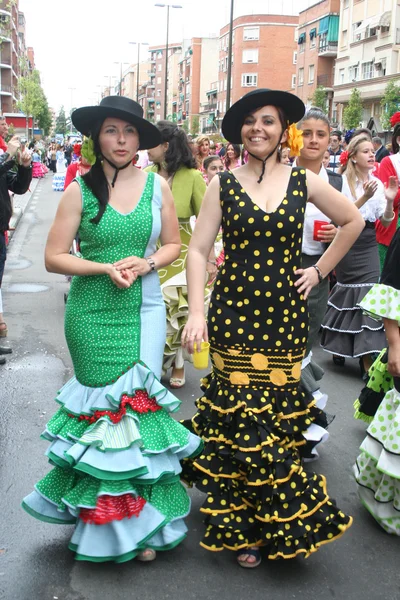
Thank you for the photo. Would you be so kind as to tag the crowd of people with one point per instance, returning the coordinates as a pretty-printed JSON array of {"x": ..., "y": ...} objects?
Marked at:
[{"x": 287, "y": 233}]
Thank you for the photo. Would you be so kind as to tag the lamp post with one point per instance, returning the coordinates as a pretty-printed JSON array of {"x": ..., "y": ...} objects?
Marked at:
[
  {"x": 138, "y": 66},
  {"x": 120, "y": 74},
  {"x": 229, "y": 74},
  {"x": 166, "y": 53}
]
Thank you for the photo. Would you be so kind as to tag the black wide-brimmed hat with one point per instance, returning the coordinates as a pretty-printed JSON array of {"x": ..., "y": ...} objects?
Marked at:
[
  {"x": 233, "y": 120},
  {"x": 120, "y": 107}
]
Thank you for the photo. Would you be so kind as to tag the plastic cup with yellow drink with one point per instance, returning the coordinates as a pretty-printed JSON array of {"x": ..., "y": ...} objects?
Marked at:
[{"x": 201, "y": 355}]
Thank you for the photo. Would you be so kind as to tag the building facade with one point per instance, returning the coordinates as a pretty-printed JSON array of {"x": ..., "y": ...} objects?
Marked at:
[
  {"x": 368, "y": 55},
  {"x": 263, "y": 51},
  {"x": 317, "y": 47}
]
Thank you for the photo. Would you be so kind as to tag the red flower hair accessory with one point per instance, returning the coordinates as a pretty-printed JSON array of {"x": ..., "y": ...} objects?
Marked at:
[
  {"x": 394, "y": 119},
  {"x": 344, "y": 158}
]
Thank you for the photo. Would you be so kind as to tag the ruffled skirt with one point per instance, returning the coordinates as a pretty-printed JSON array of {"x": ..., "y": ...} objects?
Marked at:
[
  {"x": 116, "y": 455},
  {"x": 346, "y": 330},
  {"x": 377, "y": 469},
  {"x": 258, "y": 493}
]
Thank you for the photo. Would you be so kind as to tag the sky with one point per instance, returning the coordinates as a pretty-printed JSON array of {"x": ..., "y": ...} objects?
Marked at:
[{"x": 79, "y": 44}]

--

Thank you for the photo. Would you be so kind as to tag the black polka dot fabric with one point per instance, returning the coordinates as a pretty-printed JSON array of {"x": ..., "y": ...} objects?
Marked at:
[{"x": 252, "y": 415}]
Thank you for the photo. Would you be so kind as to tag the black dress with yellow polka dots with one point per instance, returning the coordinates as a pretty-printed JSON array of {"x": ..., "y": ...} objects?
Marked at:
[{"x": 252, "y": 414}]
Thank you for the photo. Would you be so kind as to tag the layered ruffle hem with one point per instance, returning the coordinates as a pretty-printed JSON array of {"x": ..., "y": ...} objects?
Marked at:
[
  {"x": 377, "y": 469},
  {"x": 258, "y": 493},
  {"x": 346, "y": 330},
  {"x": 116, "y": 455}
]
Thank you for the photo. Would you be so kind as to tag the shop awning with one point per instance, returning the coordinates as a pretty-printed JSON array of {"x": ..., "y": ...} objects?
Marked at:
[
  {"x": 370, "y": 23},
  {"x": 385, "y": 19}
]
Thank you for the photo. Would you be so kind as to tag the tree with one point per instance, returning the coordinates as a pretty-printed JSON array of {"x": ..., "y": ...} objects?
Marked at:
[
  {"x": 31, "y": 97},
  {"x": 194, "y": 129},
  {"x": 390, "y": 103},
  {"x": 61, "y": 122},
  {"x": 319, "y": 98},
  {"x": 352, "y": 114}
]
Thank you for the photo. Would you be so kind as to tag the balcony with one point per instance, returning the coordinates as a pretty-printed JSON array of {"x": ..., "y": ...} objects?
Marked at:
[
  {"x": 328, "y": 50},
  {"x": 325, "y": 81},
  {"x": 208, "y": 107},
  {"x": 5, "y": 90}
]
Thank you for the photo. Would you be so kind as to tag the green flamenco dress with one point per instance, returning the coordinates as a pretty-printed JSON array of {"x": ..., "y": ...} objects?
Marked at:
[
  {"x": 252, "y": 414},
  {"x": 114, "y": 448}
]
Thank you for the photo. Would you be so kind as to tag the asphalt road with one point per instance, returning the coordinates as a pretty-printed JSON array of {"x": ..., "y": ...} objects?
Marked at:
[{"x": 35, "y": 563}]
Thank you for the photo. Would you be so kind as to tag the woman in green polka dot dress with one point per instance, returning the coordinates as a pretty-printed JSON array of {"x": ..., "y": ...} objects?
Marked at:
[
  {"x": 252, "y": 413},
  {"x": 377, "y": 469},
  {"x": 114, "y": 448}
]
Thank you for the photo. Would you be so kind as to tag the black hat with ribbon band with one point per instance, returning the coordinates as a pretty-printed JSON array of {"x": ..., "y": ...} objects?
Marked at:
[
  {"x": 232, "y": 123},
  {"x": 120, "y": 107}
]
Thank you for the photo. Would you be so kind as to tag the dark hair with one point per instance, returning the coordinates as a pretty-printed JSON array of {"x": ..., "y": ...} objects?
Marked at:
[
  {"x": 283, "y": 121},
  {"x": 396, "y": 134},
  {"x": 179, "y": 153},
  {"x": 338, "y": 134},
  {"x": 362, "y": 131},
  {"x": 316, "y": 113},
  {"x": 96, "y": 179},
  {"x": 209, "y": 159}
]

...

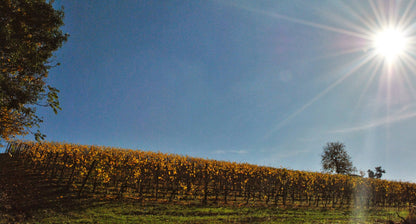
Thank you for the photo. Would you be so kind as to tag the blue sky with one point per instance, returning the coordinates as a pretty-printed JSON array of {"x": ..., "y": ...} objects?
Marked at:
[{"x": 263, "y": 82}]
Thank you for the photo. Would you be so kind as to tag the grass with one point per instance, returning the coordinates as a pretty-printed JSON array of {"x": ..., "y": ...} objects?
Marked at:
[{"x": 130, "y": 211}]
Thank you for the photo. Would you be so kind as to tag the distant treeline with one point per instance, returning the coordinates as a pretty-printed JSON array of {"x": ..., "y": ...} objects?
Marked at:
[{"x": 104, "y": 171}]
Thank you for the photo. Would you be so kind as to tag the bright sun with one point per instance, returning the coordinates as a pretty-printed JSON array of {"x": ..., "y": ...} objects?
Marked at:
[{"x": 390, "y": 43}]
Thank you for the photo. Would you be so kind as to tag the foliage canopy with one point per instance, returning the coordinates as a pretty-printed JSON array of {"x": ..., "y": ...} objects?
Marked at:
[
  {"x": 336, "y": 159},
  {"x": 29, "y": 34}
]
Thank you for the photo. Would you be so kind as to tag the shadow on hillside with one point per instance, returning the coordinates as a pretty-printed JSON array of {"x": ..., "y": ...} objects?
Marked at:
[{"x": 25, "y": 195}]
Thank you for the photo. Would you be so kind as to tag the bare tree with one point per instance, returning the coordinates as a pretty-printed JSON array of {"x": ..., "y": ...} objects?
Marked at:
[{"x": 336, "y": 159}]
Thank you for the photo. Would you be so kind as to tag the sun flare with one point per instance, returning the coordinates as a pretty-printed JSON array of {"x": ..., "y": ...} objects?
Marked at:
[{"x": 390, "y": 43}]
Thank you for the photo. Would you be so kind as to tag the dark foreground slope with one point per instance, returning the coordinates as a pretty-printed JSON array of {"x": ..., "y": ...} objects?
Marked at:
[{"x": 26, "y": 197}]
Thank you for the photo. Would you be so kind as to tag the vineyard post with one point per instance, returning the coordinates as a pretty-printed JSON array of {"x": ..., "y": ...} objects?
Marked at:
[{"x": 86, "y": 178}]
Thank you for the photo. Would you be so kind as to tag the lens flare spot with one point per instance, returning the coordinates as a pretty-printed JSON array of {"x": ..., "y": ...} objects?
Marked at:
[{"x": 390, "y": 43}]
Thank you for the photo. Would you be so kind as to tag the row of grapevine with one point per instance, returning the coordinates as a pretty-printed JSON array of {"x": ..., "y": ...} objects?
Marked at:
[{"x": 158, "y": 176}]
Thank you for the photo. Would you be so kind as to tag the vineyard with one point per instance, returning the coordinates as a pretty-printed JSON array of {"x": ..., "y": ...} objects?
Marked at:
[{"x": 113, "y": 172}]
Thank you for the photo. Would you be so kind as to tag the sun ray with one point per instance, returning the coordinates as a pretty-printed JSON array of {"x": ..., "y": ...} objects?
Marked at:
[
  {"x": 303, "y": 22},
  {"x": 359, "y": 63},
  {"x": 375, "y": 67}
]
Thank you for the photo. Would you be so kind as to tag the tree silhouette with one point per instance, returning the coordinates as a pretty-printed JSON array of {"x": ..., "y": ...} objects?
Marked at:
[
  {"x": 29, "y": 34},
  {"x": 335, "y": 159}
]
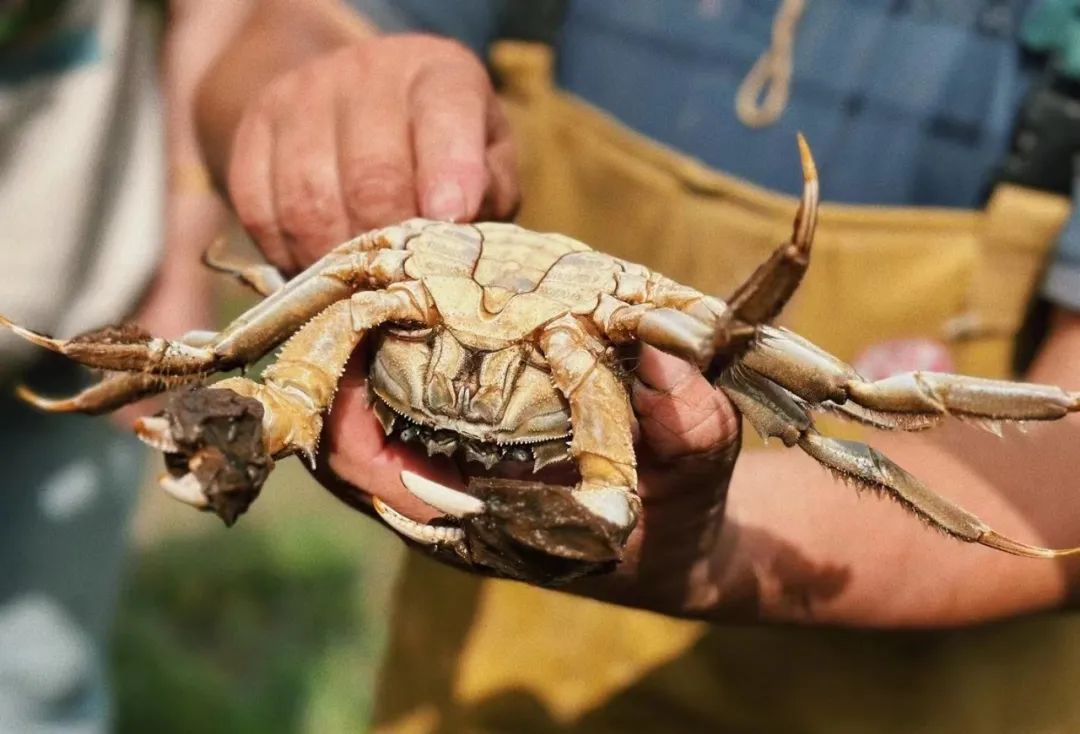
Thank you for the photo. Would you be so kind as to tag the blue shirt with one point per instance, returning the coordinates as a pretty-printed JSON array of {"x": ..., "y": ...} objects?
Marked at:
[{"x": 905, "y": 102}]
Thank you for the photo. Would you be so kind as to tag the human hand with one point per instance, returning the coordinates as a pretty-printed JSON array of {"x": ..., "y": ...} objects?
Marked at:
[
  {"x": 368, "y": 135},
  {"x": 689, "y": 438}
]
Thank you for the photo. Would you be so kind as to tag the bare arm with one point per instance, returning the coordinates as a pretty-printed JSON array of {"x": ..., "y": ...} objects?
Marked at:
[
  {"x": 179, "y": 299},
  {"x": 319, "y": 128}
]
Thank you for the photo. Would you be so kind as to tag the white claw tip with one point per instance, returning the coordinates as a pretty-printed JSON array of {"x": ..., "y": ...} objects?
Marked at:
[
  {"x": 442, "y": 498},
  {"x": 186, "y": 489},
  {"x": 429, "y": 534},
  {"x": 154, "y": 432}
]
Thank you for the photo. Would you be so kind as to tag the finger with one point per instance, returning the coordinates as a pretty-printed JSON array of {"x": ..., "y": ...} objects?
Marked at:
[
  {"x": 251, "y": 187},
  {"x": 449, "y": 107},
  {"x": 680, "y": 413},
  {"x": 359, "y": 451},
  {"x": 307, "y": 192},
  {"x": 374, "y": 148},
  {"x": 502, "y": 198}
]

Task prompt ▸
Go through the listing above and pull out each line containing the word "flare".

Response area ▸
Thank you for the photo. Would you be so kind as to tag the sun flare with one point per instance, returning the coordinates as a pretty-printed JSON array of {"x": ..., "y": ...} objects?
Thank you for the photo. Would you be so kind as to tag the lens flare spot with one point per instance, returning the coordinates as a pretty-printed JSON array of {"x": ..., "y": ...} objects?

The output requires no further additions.